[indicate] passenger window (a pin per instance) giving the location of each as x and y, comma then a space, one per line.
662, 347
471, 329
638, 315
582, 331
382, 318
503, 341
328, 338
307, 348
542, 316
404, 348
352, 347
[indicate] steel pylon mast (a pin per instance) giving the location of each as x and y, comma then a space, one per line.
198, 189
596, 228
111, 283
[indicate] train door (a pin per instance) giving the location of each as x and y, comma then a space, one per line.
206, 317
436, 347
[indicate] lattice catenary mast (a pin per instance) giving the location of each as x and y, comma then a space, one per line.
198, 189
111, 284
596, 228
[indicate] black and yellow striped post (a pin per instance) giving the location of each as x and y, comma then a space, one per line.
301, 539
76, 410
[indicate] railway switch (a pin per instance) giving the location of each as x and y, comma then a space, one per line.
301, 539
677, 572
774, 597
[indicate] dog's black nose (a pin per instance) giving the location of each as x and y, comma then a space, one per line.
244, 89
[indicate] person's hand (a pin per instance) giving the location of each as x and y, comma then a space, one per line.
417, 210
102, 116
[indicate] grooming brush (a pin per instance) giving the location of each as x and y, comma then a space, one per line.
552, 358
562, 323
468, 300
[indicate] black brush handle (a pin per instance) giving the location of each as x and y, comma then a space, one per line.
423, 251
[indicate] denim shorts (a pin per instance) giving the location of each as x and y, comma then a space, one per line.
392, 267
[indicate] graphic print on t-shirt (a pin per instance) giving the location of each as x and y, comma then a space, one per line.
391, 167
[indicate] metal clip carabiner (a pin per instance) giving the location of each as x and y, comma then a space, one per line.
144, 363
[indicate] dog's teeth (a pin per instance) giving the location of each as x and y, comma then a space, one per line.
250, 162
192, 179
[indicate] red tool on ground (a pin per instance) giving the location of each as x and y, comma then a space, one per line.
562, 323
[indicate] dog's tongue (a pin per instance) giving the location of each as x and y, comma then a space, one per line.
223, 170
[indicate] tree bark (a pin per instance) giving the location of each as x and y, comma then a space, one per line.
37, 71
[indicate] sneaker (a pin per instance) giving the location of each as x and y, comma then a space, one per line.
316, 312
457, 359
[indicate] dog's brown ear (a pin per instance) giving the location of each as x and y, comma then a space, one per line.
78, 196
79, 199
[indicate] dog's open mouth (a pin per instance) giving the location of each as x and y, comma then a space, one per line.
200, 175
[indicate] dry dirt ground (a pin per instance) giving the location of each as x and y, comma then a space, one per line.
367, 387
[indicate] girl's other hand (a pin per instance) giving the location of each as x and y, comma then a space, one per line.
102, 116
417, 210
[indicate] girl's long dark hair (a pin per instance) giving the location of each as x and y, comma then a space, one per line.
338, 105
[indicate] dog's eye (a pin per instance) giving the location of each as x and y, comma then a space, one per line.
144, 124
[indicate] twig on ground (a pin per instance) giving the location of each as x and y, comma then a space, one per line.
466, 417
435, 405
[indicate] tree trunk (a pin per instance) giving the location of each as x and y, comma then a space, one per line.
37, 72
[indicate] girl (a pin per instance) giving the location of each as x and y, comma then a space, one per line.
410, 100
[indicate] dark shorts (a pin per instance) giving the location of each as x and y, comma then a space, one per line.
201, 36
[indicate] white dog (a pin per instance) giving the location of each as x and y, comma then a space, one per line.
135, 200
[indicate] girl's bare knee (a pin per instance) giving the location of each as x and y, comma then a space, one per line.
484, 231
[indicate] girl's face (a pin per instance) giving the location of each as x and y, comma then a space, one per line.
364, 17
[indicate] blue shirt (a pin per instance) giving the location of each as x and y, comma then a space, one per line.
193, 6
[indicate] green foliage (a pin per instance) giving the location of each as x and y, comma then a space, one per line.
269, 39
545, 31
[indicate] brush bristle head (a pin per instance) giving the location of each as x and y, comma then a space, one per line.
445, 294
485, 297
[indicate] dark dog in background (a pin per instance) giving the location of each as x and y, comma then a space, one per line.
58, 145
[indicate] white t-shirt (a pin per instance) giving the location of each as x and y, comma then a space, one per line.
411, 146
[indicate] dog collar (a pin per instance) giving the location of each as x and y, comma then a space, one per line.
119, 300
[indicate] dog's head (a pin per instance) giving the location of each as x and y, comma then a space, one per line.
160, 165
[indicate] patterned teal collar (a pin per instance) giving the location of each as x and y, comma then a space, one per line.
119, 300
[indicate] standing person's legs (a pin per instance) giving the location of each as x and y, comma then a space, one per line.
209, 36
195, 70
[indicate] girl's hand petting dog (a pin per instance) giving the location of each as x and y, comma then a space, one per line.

> _Objective_: Copy the items from the line containing "[indicate] patterned teal" through the last item, replacing "legs" with "feet" and keeping everything else the same.

> _Problem solution_:
[indicate] patterned teal collar (a pin per instance) giving the location of each as x and y, comma then a space, one per line.
119, 300
[indicate] standing person's feet (a pin per instance) giving the location of each as x and y, comma then a space, one per line.
209, 36
195, 70
[indicate] girl's hand petting dog (a pin per instance) giving the location of each as x and y, comma then a space, one per line.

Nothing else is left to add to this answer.